Given information:
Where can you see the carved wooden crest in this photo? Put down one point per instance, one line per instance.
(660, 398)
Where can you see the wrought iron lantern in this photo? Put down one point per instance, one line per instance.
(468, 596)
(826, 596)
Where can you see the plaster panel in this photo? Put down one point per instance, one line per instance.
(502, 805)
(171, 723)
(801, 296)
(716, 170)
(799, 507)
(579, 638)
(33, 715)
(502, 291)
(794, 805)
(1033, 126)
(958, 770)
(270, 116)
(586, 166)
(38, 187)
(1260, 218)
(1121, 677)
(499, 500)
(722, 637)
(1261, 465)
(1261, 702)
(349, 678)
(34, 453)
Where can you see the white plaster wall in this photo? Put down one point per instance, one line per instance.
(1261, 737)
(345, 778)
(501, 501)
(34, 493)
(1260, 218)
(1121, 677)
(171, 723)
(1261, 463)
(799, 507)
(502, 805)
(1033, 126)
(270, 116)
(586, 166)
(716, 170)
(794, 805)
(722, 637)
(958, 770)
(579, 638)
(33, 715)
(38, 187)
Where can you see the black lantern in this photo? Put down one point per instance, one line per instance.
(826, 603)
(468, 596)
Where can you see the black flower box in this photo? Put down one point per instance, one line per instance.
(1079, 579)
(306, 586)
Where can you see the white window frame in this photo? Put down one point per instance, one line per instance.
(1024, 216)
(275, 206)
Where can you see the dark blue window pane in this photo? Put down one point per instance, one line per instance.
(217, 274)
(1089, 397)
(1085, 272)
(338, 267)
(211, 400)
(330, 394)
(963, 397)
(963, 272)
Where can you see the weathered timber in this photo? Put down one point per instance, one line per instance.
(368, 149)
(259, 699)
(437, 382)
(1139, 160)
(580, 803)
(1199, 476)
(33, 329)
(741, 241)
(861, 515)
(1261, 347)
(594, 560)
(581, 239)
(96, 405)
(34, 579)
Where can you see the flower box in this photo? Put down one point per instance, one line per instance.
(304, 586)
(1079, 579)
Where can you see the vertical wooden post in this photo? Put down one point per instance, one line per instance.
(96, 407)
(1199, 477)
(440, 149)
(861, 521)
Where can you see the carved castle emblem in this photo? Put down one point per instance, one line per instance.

Directions for this task: Copy the listing above word for word, starting at the line that contains "Where can you see the vertical" and ending with the last line of the listing.

The completed task:
Where can you see the vertical wooden post in this photo? Put down one point per instance, one line per instance.
(96, 407)
(1199, 477)
(440, 149)
(861, 521)
Where can you see the carved castle emblem in this photo? Put down one point per instance, one line per instance.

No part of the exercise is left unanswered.